Dated as of October 2, 2009

to

5-YEAR REVOLVING CREDIT AGREEMENT

Dated as of October 19, 2007

THIS AMENDMENT NO. 1 (“ Amendment ”) is made as of October 2, 2009 by and among Zep Inc., a Delaware corporation (the “ Company ”), Acuity Specialty Products, Inc., a Georgia corporation (“ ASP ”, and together with the Company, collectively “ Borrowers ”), the financial institutions listed on the signature pages hereof and JPMorgan Chase Bank, National Association, as Administrative Agent (the “ Administrative Agent ”), under that certain 5-Year Revolving Credit Agreement dated as of October 19, 2007 by and among the Borrowers, the Lenders and the Administrative Agent (the “ Credit Agreement ”). Capitalized terms used herein and not otherwise defined herein shall have the respective meanings given to them in the Credit Agreement.

WHEREAS, the Borrowers, the Lenders party hereto and the Administrative Agent have agreed to amend the Credit Agreement on the terms and conditions set forth herein;

NOW, THEREFORE, in consideration of the premises set forth above, the terms and conditions contained herein, and other good and valuable consideration, the receipt and sufficiency of which are hereby acknowledged, the Borrowers, the Lenders party hereto and the Administrative Agent have agreed to the following amendments to the Credit Agreement.

◆ **Information shown**

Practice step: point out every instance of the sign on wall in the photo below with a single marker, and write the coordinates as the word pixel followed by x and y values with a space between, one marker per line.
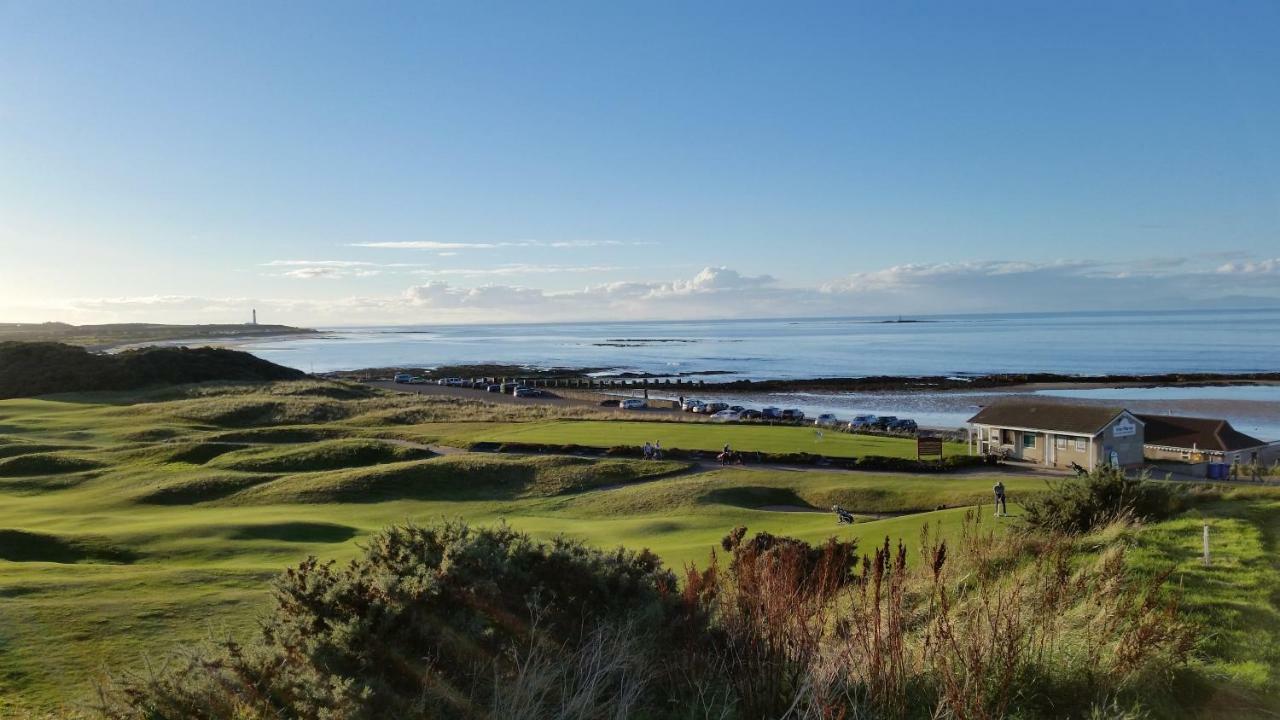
pixel 928 446
pixel 1124 428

◆ **Complete the following**
1. From the credit agreement amendment, write out the passage beginning at the words "Dated as of October 2, 2009" and stopping after "in the Credit Agreement.".
2. Answer these questions from the credit agreement amendment:
(a) As of what date is the amendment made?
(b) What is the date of the 5-Year Revolving Credit Agreement being amended?
(c) In which state is Acuity Specialty Products, Inc. incorporated?

◆ **Solutions to the exercise**
1.
Dated as of October 2, 2009

to

5-YEAR REVOLVING CREDIT AGREEMENT

Dated as of October 19, 2007

THIS AMENDMENT NO. 1 (“ Amendment ”) is made as of October 2, 2009 by and among Zep Inc., a Delaware corporation (the “ Company ”), Acuity Specialty Products, Inc., a Georgia corporation (“ ASP ”, and together with the Company, collectively “ Borrowers ”), the financial institutions listed on the signature pages hereof and JPMorgan Chase Bank, National Association, as Administrative Agent (the “ Administrative Agent ”), under that certain 5-Year Revolving Credit Agreement dated as of October 19, 2007 by and among the Borrowers, the Lenders and the Administrative Agent (the “ Credit Agreement ”). Capitalized terms used herein and not otherwise defined herein shall have the respective meanings given to them in the Credit Agreement.

2.
(a) October 2, 2009
(b) October 19, 2007
(c) Georgia